- **Requirements**: Please return all of the data below unchanged, line for line.

- **Collected data**:

++++++

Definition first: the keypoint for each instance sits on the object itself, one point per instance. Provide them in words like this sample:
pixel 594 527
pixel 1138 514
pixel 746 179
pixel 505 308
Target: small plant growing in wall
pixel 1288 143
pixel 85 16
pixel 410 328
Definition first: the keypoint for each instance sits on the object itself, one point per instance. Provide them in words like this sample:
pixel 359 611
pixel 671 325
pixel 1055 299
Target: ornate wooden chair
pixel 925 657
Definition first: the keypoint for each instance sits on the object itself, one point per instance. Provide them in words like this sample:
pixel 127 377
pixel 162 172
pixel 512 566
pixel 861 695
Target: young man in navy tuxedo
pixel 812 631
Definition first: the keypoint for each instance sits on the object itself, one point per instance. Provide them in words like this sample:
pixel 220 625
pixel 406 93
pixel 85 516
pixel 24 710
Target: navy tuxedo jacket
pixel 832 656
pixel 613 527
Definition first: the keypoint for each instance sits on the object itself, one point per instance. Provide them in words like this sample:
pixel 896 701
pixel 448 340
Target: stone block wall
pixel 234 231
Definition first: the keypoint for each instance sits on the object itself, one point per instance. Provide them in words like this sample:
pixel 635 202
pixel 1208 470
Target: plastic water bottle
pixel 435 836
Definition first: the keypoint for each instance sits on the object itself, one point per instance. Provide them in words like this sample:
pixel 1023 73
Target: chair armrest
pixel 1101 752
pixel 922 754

++++++

- **Worked solution**:
Definition first: the keypoint for each instance sits on the object itself, one point per instance. Provide them in words like this sample:
pixel 594 527
pixel 1138 514
pixel 746 179
pixel 505 308
Target: small plant growing in wall
pixel 1288 143
pixel 85 16
pixel 410 328
Definition first: the keypoint for each instance sits on the object itself, one point per instance. Provide them in words like this sample:
pixel 359 611
pixel 671 325
pixel 1055 299
Target: ornate wooden chair
pixel 925 657
Definition first: the keypoint for each instance sits on the object itself, one point per instance. Provide them in words like this sample:
pixel 127 377
pixel 162 172
pixel 512 566
pixel 861 695
Target: young man in navy tuxedo
pixel 812 631
Definition first: the keypoint for each instance sits on the object itself, one point per instance. Provide them in words like this sample:
pixel 220 625
pixel 406 93
pixel 85 516
pixel 24 710
Target: navy tuxedo jacket
pixel 832 656
pixel 613 527
Definition first: the keypoint for each instance sits on the object itself, one point per instance. Provide them in words like this sample:
pixel 896 701
pixel 448 340
Target: stone block wall
pixel 234 231
Definition first: the keypoint for each instance sits on the object itself, one point per instance. Provide them in words like this sample:
pixel 635 202
pixel 1208 470
Target: plastic water bottle
pixel 435 836
Definition first: the keypoint for each instance sits on the object itself, one point per instance. Provide them in words like this sample:
pixel 1023 73
Target: chair armrest
pixel 1101 752
pixel 922 754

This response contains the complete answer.